TASK OBJECTIVE:
Make an exact copy of the lines below.

Records from a data source:
>>>>

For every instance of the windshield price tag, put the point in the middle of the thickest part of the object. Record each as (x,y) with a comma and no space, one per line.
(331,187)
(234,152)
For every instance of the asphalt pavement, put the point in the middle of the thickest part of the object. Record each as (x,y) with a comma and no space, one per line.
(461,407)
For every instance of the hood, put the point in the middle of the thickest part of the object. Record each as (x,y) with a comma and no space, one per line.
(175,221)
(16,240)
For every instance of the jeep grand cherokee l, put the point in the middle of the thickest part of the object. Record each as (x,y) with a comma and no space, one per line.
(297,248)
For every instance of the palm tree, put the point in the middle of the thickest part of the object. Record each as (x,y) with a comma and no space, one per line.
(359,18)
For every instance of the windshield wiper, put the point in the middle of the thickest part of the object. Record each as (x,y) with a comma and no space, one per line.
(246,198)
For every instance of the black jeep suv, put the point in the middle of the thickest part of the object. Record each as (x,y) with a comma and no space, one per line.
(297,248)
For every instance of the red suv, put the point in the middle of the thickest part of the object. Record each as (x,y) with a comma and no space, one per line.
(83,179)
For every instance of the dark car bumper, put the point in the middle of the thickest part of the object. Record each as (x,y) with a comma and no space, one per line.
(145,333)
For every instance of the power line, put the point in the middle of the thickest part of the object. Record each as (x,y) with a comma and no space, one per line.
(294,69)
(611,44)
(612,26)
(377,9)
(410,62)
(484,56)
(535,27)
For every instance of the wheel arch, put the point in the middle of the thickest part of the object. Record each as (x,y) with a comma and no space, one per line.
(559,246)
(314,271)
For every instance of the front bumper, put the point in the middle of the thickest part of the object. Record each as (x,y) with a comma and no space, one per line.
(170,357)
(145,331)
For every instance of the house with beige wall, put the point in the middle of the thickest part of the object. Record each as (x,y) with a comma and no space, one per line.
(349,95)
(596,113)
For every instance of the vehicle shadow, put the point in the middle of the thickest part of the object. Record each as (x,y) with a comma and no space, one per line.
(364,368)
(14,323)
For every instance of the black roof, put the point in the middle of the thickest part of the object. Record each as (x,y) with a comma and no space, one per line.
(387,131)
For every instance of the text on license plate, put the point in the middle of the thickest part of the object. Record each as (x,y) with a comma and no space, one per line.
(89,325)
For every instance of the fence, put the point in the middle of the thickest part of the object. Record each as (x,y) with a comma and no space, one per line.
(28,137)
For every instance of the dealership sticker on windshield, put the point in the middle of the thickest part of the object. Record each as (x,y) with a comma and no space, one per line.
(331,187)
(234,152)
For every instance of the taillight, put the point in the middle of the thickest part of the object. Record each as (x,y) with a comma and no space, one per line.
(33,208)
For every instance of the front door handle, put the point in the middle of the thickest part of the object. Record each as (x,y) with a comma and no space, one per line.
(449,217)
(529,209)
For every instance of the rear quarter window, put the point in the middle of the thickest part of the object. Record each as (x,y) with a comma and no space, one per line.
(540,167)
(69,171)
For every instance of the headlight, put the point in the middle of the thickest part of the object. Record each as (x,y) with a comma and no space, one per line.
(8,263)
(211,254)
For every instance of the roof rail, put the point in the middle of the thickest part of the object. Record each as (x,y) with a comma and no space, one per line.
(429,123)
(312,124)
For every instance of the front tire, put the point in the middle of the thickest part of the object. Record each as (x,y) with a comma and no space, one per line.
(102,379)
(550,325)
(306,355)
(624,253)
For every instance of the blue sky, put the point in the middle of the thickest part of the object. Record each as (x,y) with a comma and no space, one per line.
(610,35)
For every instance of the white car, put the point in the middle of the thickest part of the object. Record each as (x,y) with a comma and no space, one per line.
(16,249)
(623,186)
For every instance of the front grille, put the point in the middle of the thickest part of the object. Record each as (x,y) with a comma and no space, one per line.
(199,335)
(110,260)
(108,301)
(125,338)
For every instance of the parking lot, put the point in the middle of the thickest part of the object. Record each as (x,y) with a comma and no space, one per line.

<<<<

OUTPUT FOR THIS TASK:
For every instance of the windshield price tag, put the point in the middle of the thickest part of the object. Record each as (x,y) with a comma and no space, one per line.
(331,187)
(234,152)
For every instance of the asphalt pavement, put the point in the middle of the thickest part of the object. Record each as (x,y) with a comma and no space, one per line.
(461,407)
For every instance of the hood, put the point in the middle of the thickest part of the object. Record each as (x,y) with a comma and no space, one per line.
(175,221)
(16,240)
For every instance of the jeep grand cherokee l, put the point in the middle of the thickest part of the object. Record each as (x,y) with a comma and no space, one per line.
(297,248)
For every instance of the palm tree, put the point in the middle of the thickest part of the object. Record each as (x,y) with a comma and no space, one per line.
(359,18)
For every instance of the windshield wiper, put the point in the middle of the thickest part of the object. Record each as (x,y) with a comma and no space, one per line.
(246,198)
For every instance of the black jeep suv, put the point in the middle of the thickest part of the object. Record each as (x,y) with a comma and no space, one per line.
(297,248)
For every instance of the red suv, put the point in the middle of the thickest part of the object. Record each as (x,y) with a comma and no space, one per line.
(83,179)
For every instance of the dark car bumper, put the point in the middle of the thickest part of the object. Record each as (x,y) with a comma and no space, one per line.
(145,333)
For every instance of the power line, put the point in the middle of the thickest part of the object. Record each as (x,y) with a comma and no space, one per line.
(294,69)
(611,44)
(612,26)
(377,9)
(410,62)
(484,56)
(535,27)
For every instance of the wheel arch, put the point in the middle of the thickest part of the object. Record each as (x,y) with a comma and no space, one per line.
(559,246)
(314,271)
For every instance of the front bumper, put the point in the middle of the thickest part of the object. Record each as (x,y) with a comma and no space, one per line.
(170,357)
(145,331)
For every instance of the house with beige wall, put the point in the middle of the thickest part of the object. Record each as (x,y) with a comma and no space, one per line.
(349,95)
(596,113)
For every instance of the vehicle shadow, put the point in the middle of the thickest part of the object. Record each as (x,y) with a comma and no space, one per line.
(364,368)
(14,323)
For every instance of the black roof, put the point in the middle of the thickest part of the object. Record each as (x,y) with a comma and no space, one per line.
(387,131)
For every instance of the text on license plate, put the point in the middle of the thickest part of the object. Record each as (x,y) with a comma and no space, one per line.
(89,325)
For every instance of the fence, put the point in the middle of the thickest part of the object. Record each as (x,y) with a comma and no space, one per line.
(28,137)
For every instance of the dealership sticker on windshield, put the point in the middle of the thickest part of the object. Record each as (x,y) with a comma and no space, one per line.
(331,187)
(234,152)
For every instance of the taillight, put the point in the middle of the thickest part of the object. Record each as (x,y) with a comma and no space, one per line.
(33,208)
For every instance of the front door handle, put the point in the middle of the thickest part of the object. Record each as (x,y) with a comma and no space, one per line.
(449,217)
(529,209)
For every instance of the rear quarter window, put the point in the middle of the thickest part of the object. Record each as (x,y) with a comma and no space, one per line.
(540,167)
(69,171)
For every instance of the headlight, put the point in the middle of the thickest part of the object. Record each as (x,y) with a comma and no space, one per line.
(8,263)
(211,254)
For every instance of the roof rail, put the point in the middle of the thickest part of the object. Record each as (x,y) with a comma and no space, one per line.
(429,123)
(312,124)
For every instance of the front tire, put the point in the middle of the thickest part of the object. Record each as (x,y) with a comma and no space, one per line.
(102,379)
(550,325)
(306,355)
(624,253)
For every instance of the blue sky, put the point in the middle of the thickest part of the object. Record each as (x,y) with a comma and no space, one per line.
(610,35)
For every instance of the white car, put the point in the middle of the thickest part of the object. Record each as (x,y) with a comma and no space, one per line.
(16,249)
(623,186)
For every instance of the front grille, put the point in the middle of the thickest part of the object. Record each as (x,y) with a comma and no space, one per line.
(199,335)
(110,260)
(108,301)
(125,338)
For every instance of the parking lot, put the point in the middle of the thickest part of the object. Record each as (x,y) with a comma and no space, one per line.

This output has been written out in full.